[Start Exercise data]
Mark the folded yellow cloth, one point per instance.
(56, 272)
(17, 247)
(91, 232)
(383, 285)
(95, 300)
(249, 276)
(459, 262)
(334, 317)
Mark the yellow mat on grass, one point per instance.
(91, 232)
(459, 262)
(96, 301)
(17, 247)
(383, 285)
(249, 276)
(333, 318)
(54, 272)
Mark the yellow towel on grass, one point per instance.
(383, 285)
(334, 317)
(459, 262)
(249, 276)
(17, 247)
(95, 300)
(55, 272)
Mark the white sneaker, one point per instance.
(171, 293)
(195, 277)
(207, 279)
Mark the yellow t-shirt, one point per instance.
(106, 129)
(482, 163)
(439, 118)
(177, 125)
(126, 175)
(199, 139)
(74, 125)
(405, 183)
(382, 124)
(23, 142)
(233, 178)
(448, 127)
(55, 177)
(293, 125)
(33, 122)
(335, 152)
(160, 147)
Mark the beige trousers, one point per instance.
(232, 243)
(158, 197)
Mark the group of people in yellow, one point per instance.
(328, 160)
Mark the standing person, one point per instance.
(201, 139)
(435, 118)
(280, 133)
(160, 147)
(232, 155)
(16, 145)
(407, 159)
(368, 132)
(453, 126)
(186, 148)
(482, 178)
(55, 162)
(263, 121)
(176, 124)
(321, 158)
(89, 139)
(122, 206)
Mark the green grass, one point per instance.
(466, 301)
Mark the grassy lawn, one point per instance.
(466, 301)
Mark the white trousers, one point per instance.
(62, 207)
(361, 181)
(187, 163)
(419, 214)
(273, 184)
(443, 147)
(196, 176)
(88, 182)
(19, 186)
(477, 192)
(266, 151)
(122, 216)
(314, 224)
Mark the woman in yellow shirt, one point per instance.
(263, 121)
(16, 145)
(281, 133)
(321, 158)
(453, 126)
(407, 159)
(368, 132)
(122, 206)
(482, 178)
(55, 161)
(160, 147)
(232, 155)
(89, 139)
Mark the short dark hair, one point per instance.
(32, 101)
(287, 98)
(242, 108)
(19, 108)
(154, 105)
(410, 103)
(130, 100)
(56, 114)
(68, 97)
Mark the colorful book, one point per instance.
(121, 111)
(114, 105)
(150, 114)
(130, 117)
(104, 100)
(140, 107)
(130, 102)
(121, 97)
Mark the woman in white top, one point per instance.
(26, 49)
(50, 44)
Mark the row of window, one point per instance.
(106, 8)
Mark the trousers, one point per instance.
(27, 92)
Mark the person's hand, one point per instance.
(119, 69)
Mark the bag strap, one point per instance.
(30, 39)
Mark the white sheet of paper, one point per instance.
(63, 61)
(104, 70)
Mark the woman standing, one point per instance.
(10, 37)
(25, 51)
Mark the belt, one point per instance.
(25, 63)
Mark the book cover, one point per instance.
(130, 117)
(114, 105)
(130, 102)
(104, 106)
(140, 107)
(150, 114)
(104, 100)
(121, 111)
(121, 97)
[End Exercise data]
▶ [Problem to solve]
Copy every line from the one containing "Mark the short" through the end of the rows, request lines included, and add 99 to each x and y coordinate in the points.

▶ [Solution]
Mark the short dark hair, one point per instance.
(131, 200)
(386, 197)
(341, 207)
(118, 207)
(253, 204)
(509, 202)
(229, 199)
(155, 213)
(167, 196)
Mark the colorful book, one point per instance.
(220, 210)
(213, 204)
(249, 213)
(229, 216)
(203, 199)
(239, 206)
(229, 201)
(220, 196)
Mark the woman in white top, one point per instance.
(125, 148)
(149, 143)
Mark the row of window, one point per instance.
(205, 107)
Mark the trousers, one point per instance.
(126, 191)
Mark the person's hand, one point per instance.
(218, 168)
Mark the bag strap, one point per instance.
(129, 138)
Mark the white sheet of paper, one point per instance.
(162, 160)
(203, 169)
Mark the woman standing, one point per instance.
(109, 136)
(124, 150)
Mark the belt, one point per instance.
(124, 162)
Mark the book cover, one point per instance.
(229, 216)
(213, 204)
(229, 201)
(203, 205)
(239, 206)
(249, 213)
(203, 199)
(220, 210)
(220, 196)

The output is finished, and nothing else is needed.